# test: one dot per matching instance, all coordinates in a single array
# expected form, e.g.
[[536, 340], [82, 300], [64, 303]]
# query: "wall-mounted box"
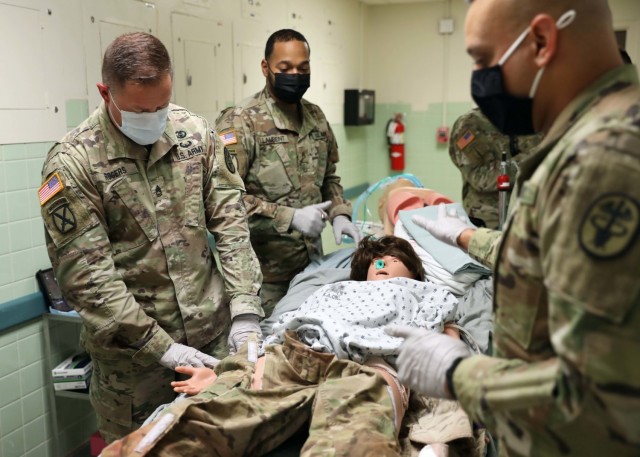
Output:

Exercise brief
Restate the records above word for word. Skip every picture.

Output of the exercise
# test: one dot per matching instance, all coordinates in a single array
# expected form, e.g.
[[536, 340], [82, 300], [64, 303]]
# query: "wall-mounted box"
Output:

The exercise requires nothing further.